**PAGE:**
◆ ◆ ◆ ◆ ◆ ◆ ◆
Blog
Julian Jonathan Markus
June 7, 2024
6
min read
Management & Governance

What Makes Self-Managed Teams Unique?

Self-managed teams discussing together and thinking about what decision to make

Self-managed, self-directed, agile, scrum, autonomous, or just plain old teams. All these concepts are used to describe work teams which do not fit the standard ‘higher-up boss tells a group of people what to do’ narrative. Of course these aren’t all the same, but there are commonalities, and they are often used interchangeably. We, like most researchers, will use the umbrella term: self-managed teams.

If you work in an organization, you have probably at least heard the term “self-managed team”, which means: a group of individuals within an organization who collectively oversee and control their own work processes, decision-making, and performance management [1]. Essentially, these teams are, to varying extents, free from the supervision of a boss.

From thousands of companies, nonprofits, and even  the Dutch police (yes, really!), organizations are exploring the potential benefits of self-managed teams [2,3]. The question is, why should we care? These teams, that empower members to take ownership of their work, make decisions collectively, and drive their projects forward autonomously.

The World Economic Forum published an article in 2019 claiming that “self-managed teams are the future of the workplace” [4]. But what exactly, if anything, sets self-managed teams apart and makes them unique enough to be important now and in the future? Let's delve into the factors that distinguish self-managed teams, explore the potential benefits they offer, and the challenges they face.
◆ ◆ ◆ ◆ ◆ ◆ ◆
**EXCERPTED DATA:**
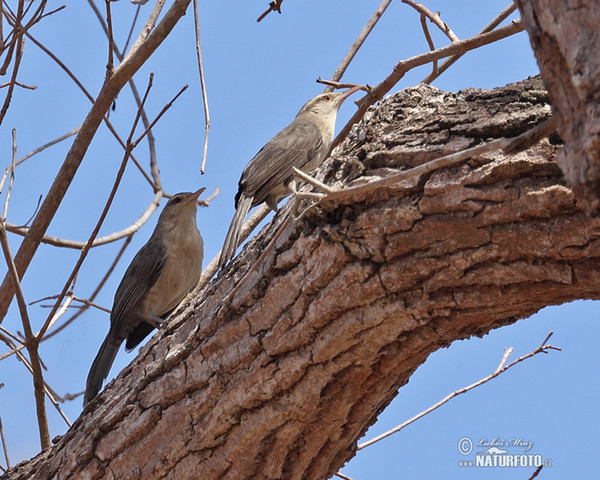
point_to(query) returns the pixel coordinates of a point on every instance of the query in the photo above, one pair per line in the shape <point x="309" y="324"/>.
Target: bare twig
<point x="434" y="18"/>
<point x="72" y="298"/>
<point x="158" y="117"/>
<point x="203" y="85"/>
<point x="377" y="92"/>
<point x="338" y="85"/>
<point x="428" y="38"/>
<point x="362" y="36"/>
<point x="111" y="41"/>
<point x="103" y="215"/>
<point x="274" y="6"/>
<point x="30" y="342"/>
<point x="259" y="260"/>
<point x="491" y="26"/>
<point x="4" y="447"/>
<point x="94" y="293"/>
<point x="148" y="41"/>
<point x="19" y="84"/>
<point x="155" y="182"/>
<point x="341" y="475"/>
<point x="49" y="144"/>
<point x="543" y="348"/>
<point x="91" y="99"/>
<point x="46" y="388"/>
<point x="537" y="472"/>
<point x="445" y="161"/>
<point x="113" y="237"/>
◆ ◆ ◆ ◆ ◆ ◆ ◆
**PROBLEM SET:**
**1)** Answer these questions about the blog post on self-managed teams:
(a) What umbrella term does the post say it will use?
(b) Which police force does the post mention as exploring self-managed teams?
(c) What did the World Economic Forum article published in 2019 claim?
**2)** Carry on the blog post about self-managed teams, starting after its final sentence.

**EXERCISE RESPONSES:**
**1)**
(a) Self-managed teams.
(b) The Dutch police.
(c) That "self-managed teams are the future of the workplace."

**2)**
Key Elements of Self-Managed Teams

A team is any other group of people trying to achieve a goal, but research has shown that self-managed teams are, in fact, distinct from other types of teams. What are the sources of their potential uniqueness?

First and foremost, these teams set themselves apart through the context in which they occur. Self-managed teams are mostly used in the ‘traditional’ forms of organizing where most teams are structure along strict hierarchies. Organizations may use self-managed teams in a specific area because for example, there is a need for flexibility due to the production of complex products [5]. Consider the case of Michelin (from the stars and the tires). Michelin introduced their “Empowering Organizations” initiative in the 2010s. At all their tire-production sites, they implemented self-managed teams to increase employee commitment and customer satisfaction. While implementing these teams, the rest of the organization remained rather traditional [6, 7].

* To see what Michelin did, take a look at this video:

Beyond the context in which self-managed teams are used, they are different for a number of other reasons. Not that other teams don’t also have these elements, but self-managed teams explicitly focus on using them.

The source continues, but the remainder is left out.